**Given task**
Copy each of the entries below word for word, without changing anything.

**Record set**
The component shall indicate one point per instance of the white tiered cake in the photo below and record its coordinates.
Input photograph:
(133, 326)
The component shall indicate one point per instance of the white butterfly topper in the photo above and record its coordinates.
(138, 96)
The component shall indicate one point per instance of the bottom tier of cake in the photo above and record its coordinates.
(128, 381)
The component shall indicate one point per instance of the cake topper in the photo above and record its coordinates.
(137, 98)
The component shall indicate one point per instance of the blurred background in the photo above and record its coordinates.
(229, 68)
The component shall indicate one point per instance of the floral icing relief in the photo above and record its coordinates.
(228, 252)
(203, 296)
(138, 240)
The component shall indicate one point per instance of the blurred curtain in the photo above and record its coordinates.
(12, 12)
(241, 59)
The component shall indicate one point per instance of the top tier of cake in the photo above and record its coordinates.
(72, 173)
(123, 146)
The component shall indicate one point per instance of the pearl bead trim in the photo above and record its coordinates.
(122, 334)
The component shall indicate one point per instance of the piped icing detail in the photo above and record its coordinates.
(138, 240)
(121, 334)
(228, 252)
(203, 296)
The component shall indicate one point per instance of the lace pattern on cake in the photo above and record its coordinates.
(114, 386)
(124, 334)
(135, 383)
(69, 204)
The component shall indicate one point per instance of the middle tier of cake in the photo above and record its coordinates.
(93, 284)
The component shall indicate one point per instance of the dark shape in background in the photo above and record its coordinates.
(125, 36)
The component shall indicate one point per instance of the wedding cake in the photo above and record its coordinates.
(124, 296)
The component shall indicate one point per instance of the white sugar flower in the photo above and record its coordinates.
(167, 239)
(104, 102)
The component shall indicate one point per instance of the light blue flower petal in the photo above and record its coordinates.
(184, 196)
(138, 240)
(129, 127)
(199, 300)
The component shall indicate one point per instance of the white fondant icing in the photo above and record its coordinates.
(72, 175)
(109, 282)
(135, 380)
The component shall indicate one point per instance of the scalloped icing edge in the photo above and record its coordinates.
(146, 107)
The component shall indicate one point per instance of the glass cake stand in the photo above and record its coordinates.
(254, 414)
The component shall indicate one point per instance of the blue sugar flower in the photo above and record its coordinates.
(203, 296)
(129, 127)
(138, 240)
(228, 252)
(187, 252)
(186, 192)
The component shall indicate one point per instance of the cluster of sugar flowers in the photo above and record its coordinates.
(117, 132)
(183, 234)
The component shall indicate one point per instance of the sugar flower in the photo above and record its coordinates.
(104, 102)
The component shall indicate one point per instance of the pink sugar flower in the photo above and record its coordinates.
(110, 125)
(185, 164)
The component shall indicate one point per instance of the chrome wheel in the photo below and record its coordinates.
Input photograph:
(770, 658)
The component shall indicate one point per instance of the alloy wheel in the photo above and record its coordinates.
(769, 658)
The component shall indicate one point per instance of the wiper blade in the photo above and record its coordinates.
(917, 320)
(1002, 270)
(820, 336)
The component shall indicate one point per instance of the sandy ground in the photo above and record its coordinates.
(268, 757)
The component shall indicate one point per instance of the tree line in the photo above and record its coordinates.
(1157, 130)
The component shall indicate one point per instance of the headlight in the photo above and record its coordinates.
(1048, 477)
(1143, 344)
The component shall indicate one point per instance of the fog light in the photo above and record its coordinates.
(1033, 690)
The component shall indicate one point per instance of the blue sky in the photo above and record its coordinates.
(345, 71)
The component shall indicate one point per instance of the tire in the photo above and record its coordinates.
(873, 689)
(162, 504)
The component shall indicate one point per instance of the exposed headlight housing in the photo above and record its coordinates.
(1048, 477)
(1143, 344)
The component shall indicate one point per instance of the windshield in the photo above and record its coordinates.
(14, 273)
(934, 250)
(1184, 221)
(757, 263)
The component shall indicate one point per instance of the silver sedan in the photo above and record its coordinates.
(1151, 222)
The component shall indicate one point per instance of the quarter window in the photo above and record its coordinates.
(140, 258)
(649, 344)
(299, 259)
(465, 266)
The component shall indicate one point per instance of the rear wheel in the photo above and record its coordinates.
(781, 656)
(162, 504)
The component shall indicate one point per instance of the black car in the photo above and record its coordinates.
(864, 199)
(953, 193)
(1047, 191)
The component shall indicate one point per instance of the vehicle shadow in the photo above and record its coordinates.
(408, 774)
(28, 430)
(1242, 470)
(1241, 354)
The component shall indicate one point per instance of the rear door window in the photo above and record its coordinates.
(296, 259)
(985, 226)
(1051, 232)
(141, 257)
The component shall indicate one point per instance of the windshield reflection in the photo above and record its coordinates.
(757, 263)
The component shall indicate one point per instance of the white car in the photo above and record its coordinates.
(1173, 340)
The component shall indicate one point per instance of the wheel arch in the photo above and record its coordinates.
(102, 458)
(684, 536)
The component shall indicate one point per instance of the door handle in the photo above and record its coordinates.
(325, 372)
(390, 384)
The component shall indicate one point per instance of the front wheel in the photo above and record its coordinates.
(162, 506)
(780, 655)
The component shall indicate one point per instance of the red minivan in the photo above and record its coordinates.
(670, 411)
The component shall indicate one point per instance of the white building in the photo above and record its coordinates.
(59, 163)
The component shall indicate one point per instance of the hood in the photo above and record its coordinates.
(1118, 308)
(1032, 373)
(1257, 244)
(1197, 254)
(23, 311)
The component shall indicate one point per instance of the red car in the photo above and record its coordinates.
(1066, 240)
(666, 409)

**Task solution**
The component shall indicate one point per instance of the white tiered cake in the photo below and record its coordinates.
Input photograph:
(133, 326)
The component shall indicate one point per instance of the white butterfly topper in the photo above and record its coordinates.
(138, 96)
The component shall indicate one point per instance of the bottom tier of cake in the photo above and record its coordinates.
(128, 381)
The component shall indicate one point per instance of the cake topper in the photo above and record its coordinates.
(137, 98)
The component shall indicate one point per instance of the blurred background in the photo above and record its coordinates.
(229, 68)
The component shall indicate one point per instance of the floral icing relief in the photo above and record its coordinates.
(228, 252)
(203, 296)
(138, 240)
The component shall indicate one point per instance of the blurred curtain in the photo above and record its coordinates.
(12, 12)
(241, 59)
The component shall indicate one point per instance of the top tier of cake in the photo above and record its coordinates.
(72, 173)
(123, 146)
The component shall indicate one point per instance of the pearl bead trim in the photo above and record its coordinates.
(122, 334)
The component shall indicate one point per instance of the piped icing detail in the photo above and record its coordinates.
(138, 240)
(121, 334)
(228, 252)
(203, 296)
The component shall indicate one point per instance of the lace pattern on cake in the photo above and record its coordinates.
(114, 386)
(124, 334)
(135, 383)
(69, 204)
The component shall indicate one point per instance of the middle tier of cake in the photo above and record its coordinates.
(93, 284)
The component shall indicate one point per instance of the dark shape in background in the photo above and record its coordinates.
(125, 36)
The component shall indicate one point per instance of the wedding cake in the photo above and record its coordinates.
(124, 296)
The component shall indicate one point per instance of the white sugar flower in the photo above and record its coordinates.
(167, 239)
(104, 102)
The component shall indicate one point per instance of the light blue flower petal in the photo above and record its coordinates.
(184, 196)
(138, 240)
(129, 127)
(199, 300)
The component shall indicate one point per instance of the white fondant icing in the photo above and record its coordinates.
(72, 175)
(109, 282)
(135, 380)
The component shall indicate one point per instance of the scalloped icing edge in the photo above and record its coordinates.
(146, 107)
The component shall indicate one point per instance of the glass cake stand in the photo above and record its coordinates.
(254, 414)
The component shall indicate one point per instance of the blue sugar flower in the photo above and record its coordinates.
(203, 296)
(129, 127)
(138, 240)
(228, 252)
(187, 252)
(186, 192)
The component shall indicate one point per instance of the cluster of sugar flowers in the photo above and record its coordinates.
(117, 132)
(183, 234)
The component shall indicate one point per instance of the sugar flower in the photo above and record its coordinates.
(104, 102)
The component shall indicate one point per instance of the pink sugar flower in the photo above and record its coordinates.
(110, 125)
(185, 164)
The component shall indicate one point per instance of the chrome wheel in the photo below and record its coordinates.
Input photograph:
(770, 658)
The component shall indicate one point per instance of the alloy wheel in the photo above and record its coordinates.
(769, 658)
The component shall indicate one point per instance of the wiper blade in the photo above and record its coordinates.
(917, 320)
(1002, 270)
(820, 336)
The component shall indicate one point per instance of the sandy ground in the photo above and record its coordinates.
(268, 757)
The component shall indicate one point per instance of the tree line in the photo above and record its coordinates.
(1157, 130)
The component shall indicate one point per instance of the headlight in the photo above and record its coordinates.
(1048, 477)
(1143, 344)
The component shall indicate one point per instance of the fog light in the photo above and record its coordinates.
(1033, 690)
The component shall indicate one point per instance of the blue sky in the photo above and record its coordinates.
(345, 71)
The component shall indicate one point per instance of the tire in the photo above and record its coordinates.
(873, 689)
(162, 504)
The component shall indicate one point per instance of the exposed headlight housing in the photo above and record its coordinates.
(1048, 477)
(1143, 344)
The component shall indicate one point per instance of the windshield in the photo above and record its coordinates.
(14, 273)
(934, 250)
(1184, 221)
(757, 263)
The component shall indicate one point per instance of the silver sedan in the photo above and record its coordinates.
(1151, 222)
The component shall indicate one point per instance of the quarter window in the photo above and record its coordinates.
(140, 258)
(649, 344)
(299, 259)
(465, 266)
The component shall indicate one point per instance of the rear wheel in the photo above and record its coordinates.
(781, 656)
(162, 504)
The component shall indicate one point per instance of the black car in the photo above and record its coordinates.
(864, 199)
(953, 193)
(1047, 191)
The component shall indicate one point per instance of the vehicle shadow in the photo above and record its coordinates.
(408, 774)
(28, 430)
(1242, 470)
(1241, 354)
The component shall indicate one point per instance of the rear door window in the photo above and record its coordinates.
(296, 259)
(985, 226)
(1051, 232)
(141, 257)
The component shall indicate one point per instance of the windshield reflection in the photo above and record its coordinates.
(757, 263)
The component shall indicate one point per instance of the white car in the photo above and record its coordinates.
(1173, 340)
The component shall indicate one point per instance of the wheel arch in the photo above and record its coordinates.
(102, 458)
(684, 536)
The component shall indicate one point per instance of the door handle in the photo above and record its coordinates.
(325, 372)
(390, 384)
The component shall indicate one point per instance of the front wheel in the photo above and record its coordinates.
(162, 506)
(780, 655)
The component shall indicate one point per instance of the red minivan in the photo above and record its coordinates.
(670, 411)
The component shall indicate one point per instance of the white building in the photo above and record its coordinates.
(59, 163)
The component shall indicate one point per instance of the hood in the photo above and record its coordinates.
(1118, 308)
(1032, 373)
(1257, 244)
(1197, 254)
(23, 311)
The component shall indicate one point per instance of the red car in the photo above and record its coordinates.
(1066, 240)
(666, 409)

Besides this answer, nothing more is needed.